━━━━━ TEXTE SOURCE ━━━━━
À partir d'une architecture ouverte qui facilite l'installation et la configuration d'applications modulaires en fonction des besoins de chaque utilisateur, le système peut, entre autres, surveiller le domicile de façon intelligente, les informer de la présence de quelqu'un à la porte, leur rappeler d'éteindre le four ou de prendre leurs médicaments, contrôler leur état de santé et avertir le personnel soignant en cas de chute.

« Au lieu de partir d'une liste des besoins, de mettre au point un prototype et de le tester, nous avons sans cesse consulté les utilisateurs pour connaître leurs préférences », ajoute Mme Avatangelou, gestionnaire confirmée de projet chez Exodus, une société grecque d'informatique et partenaire coordinateur du projet Soprano. « Les résultats ont souvent été assez surprenants ».

Par exemple, les développeurs pensaient au départ qu'une série d'icônes de couleur affichée sur la télévision ou sur un écran tactile constituerait une interface intuitive pour contrôler diverses actions, comme voir qui sonne à la porte ou vérifier si les fenêtres sont fermées. Il s'est avéré que les utilisateurs ont réagi plus favorablement lorsque les icônes étaient remplacées par des chiffres, donnant une interface ressemblant à une télécommande de télévision plus familière. Pour des personnes peu habituées aux technologies, ces petites modifications dans la conception et la fonctionnalité peuvent avoir d'importantes répercussions sur l'utilisation et surtout sur l'acceptation.

De même, une application pour encourager les utilisateurs à faire un peu d'exercice a été mieux acceptée en présentant un avatar virtuel au lieu de l'enregistrement d'une personne réelle, comme dans la plupart des vidéos de ce type. « Les testeurs se sentaient plus à l'aise pour faire les exercices car ils n'avaient pas l'impression de faire une compétition avec une personne plus jeune et plus en forme », a souligne encore Mme Avatangelou.
━━━━━ EXTRAIT DE DONNÉES ━━━━━
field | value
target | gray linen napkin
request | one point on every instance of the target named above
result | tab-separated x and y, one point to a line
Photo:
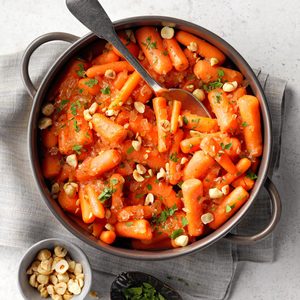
25	219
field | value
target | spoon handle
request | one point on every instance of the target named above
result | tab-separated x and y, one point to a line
91	14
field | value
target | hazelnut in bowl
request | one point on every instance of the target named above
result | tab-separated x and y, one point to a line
54	268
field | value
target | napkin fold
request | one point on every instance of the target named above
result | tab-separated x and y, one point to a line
25	219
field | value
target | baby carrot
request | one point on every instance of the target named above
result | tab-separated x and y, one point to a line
192	191
244	181
229	206
216	150
174	115
96	206
198	166
86	210
174	160
108	129
242	166
125	91
90	85
105	58
161	114
207	73
152	45
224	110
176	54
136	229
108	236
250	114
117	182
116	66
203	48
104	162
198	123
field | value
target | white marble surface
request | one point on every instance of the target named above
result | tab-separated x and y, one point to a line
267	34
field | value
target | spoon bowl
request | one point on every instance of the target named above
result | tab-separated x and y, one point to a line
91	14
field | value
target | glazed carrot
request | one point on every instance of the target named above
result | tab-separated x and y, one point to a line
105	58
190	145
136	229
117	66
198	123
198	166
89	85
224	110
49	137
86	210
152	45
192	191
250	114
245	182
134	212
161	114
203	48
242	166
125	91
229	206
216	150
68	203
174	161
191	56
207	73
174	116
108	236
121	79
108	130
104	162
161	245
177	56
50	166
96	206
117	182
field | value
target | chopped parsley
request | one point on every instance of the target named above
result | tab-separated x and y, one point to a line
77	149
144	292
106	90
226	146
184	221
185	120
106	194
149	44
251	175
130	150
91	82
174	157
176	233
81	71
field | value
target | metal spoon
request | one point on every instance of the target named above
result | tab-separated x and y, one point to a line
93	16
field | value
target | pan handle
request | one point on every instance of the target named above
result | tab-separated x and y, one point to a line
52	36
276	212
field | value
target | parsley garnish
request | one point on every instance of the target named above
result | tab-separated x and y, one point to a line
184	221
106	90
91	82
251	175
176	233
80	72
130	150
174	157
226	146
185	120
77	149
149	44
106	194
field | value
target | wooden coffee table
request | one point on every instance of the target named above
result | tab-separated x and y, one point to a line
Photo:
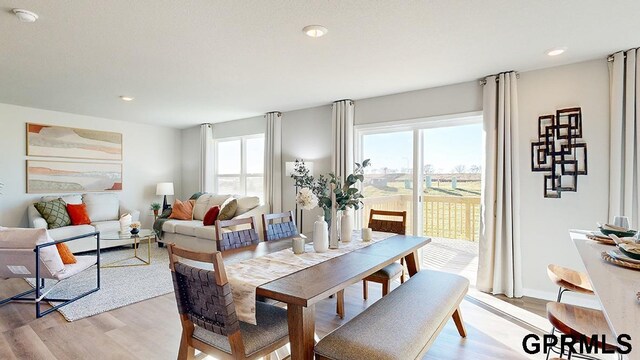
144	234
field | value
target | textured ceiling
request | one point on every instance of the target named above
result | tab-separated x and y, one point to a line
188	62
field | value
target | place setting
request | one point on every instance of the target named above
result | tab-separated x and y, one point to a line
627	246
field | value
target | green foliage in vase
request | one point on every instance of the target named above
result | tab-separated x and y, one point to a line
347	194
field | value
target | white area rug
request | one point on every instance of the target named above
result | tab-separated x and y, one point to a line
118	286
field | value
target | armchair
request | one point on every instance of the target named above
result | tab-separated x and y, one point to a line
18	250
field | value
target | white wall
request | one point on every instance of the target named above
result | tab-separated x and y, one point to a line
151	155
545	222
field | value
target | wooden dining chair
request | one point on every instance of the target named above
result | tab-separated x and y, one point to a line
274	229
385	275
208	315
234	239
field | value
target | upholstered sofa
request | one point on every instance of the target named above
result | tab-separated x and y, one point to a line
193	235
104	210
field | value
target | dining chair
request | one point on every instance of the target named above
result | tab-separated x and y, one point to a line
208	315
398	225
228	236
284	228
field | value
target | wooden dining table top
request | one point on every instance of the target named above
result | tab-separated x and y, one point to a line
615	287
315	283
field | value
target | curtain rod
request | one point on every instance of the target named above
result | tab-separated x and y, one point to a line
483	82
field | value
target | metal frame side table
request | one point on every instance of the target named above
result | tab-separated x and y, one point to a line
144	234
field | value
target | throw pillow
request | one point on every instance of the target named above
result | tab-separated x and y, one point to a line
78	214
54	213
182	210
65	254
211	216
228	209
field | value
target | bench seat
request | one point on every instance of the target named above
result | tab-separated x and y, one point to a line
401	325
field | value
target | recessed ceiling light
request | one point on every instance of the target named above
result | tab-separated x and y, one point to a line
315	30
556	51
25	15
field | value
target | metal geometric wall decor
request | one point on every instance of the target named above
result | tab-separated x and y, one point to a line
560	151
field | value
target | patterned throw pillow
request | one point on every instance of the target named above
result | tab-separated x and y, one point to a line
54	212
228	209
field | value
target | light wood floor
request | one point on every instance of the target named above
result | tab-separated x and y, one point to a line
150	329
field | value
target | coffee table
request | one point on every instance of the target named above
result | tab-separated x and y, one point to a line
144	234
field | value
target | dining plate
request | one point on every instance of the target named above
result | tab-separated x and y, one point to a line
616	254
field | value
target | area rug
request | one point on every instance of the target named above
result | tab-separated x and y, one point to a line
118	286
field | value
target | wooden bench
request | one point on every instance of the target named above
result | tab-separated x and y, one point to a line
401	325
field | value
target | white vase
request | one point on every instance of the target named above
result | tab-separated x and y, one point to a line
320	235
346	226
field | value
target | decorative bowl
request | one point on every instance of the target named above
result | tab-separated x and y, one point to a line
628	233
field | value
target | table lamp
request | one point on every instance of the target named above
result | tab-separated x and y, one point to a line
164	189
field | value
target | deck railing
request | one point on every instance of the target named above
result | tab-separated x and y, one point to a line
442	216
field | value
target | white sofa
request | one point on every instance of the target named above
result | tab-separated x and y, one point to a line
104	210
193	235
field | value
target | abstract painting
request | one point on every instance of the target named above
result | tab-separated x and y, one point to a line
59	176
560	151
60	141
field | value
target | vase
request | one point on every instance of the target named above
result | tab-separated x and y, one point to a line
320	235
346	226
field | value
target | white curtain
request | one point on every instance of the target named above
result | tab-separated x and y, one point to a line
342	134
206	158
499	267
273	162
624	180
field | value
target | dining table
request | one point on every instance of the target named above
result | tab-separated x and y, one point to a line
301	290
615	287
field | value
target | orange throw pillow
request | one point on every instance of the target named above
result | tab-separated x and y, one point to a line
182	210
78	214
65	254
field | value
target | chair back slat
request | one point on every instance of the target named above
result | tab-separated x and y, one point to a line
392	226
203	296
279	230
238	238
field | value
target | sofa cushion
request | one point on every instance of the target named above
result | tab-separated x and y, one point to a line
182	210
102	207
78	214
206	232
54	212
107	226
188	227
211	216
246	203
68	199
69	231
228	209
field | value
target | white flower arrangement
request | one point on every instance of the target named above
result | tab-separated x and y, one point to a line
307	199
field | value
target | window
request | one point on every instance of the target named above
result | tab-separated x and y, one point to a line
240	165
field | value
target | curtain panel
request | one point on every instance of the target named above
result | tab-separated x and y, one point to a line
499	262
342	134
206	158
624	181
273	162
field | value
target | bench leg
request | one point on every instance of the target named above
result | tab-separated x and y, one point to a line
340	304
365	289
457	319
385	287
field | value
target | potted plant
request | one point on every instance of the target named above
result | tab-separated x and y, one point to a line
156	208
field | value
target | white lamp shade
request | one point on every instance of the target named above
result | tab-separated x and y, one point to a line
290	166
164	189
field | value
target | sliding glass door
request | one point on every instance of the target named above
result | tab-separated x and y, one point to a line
430	169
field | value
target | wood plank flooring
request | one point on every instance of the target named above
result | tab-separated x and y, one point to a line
150	329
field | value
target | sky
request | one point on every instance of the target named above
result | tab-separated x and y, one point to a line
444	148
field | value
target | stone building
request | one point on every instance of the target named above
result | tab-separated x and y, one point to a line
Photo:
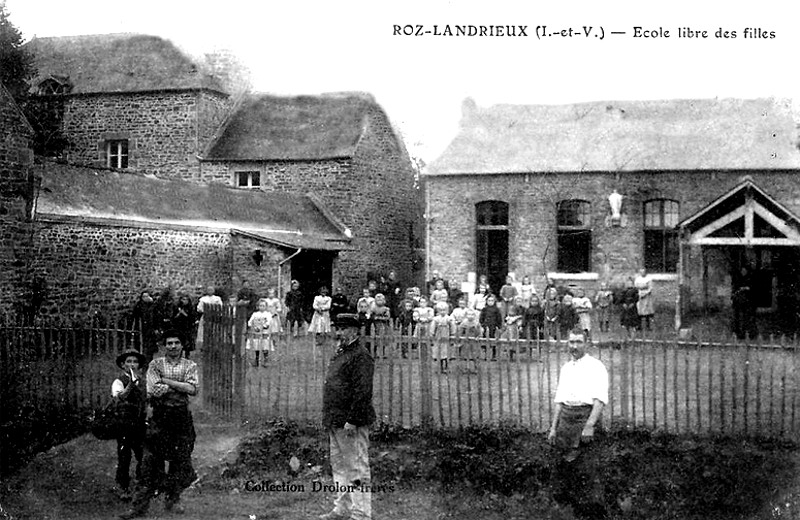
103	236
134	106
129	101
706	186
340	148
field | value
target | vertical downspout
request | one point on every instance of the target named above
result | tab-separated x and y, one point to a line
427	231
679	297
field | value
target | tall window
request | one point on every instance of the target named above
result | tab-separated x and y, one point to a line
117	153
573	220
491	241
248	179
661	218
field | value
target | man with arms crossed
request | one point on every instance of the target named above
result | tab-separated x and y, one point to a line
170	430
347	413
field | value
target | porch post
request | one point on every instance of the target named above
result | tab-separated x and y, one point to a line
679	296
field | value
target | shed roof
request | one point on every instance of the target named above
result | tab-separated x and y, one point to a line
116	63
279	218
620	136
268	127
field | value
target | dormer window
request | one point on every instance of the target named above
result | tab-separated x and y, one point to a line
54	86
248	179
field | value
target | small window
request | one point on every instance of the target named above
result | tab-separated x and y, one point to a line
117	153
661	217
573	218
248	179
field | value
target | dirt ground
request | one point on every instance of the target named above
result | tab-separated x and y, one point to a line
74	480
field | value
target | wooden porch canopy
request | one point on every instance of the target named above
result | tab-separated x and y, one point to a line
744	216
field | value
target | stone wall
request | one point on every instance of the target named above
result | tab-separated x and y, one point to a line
16	197
102	267
617	252
372	194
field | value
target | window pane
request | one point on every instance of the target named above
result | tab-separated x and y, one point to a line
491	213
671	213
573	213
574	251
━━━━━
VOTRE CONSIGNE: Reproduisez tel quel, s'il vous plaît, l'intégralité du texte source sur le projet Soprano.

RÉPONSE ATTENDUE:
À partir d'une architecture ouverte qui facilite l'installation et la configuration d'applications modulaires en fonction des besoins de chaque utilisateur, le système peut, entre autres, surveiller le domicile de façon intelligente, les informer de la présence de quelqu'un à la porte, leur rappeler d'éteindre le four ou de prendre leurs médicaments, contrôler leur état de santé et avertir le personnel soignant en cas de chute.

« Au lieu de partir d'une liste des besoins, de mettre au point un prototype et de le tester, nous avons sans cesse consulté les utilisateurs pour connaître leurs préférences », ajoute Mme Avatangelou, gestionnaire confirmée de projet chez Exodus, une société grecque d'informatique et partenaire coordinateur du projet Soprano. « Les résultats ont souvent été assez surprenants ».

Par exemple, les développeurs pensaient au départ qu'une série d'icônes de couleur affichée sur la télévision ou sur un écran tactile constituerait une interface intuitive pour contrôler diverses actions, comme voir qui sonne à la porte ou vérifier si les fenêtres sont fermées. Il s'est avéré que les utilisateurs ont réagi plus favorablement lorsque les icônes étaient remplacées par des chiffres, donnant une interface ressemblant à une télécommande de télévision plus familière. Pour des personnes peu habituées aux technologies, ces petites modifications dans la conception et la fonctionnalité peuvent avoir d'importantes répercussions sur l'utilisation et surtout sur l'acceptation.

De même, une application pour encourager les utilisateurs à faire un peu d'exercice a été mieux acceptée en présentant un avatar virtuel au lieu de l'enregistrement d'une personne réelle, comme dans la plupart des vidéos de ce type. « Les testeurs se sentaient plus à l'aise pour faire les exercices car ils n'avaient pas l'impression de faire une compétition avec une personne plus jeune et plus en forme », a souligne encore Mme Avatangelou.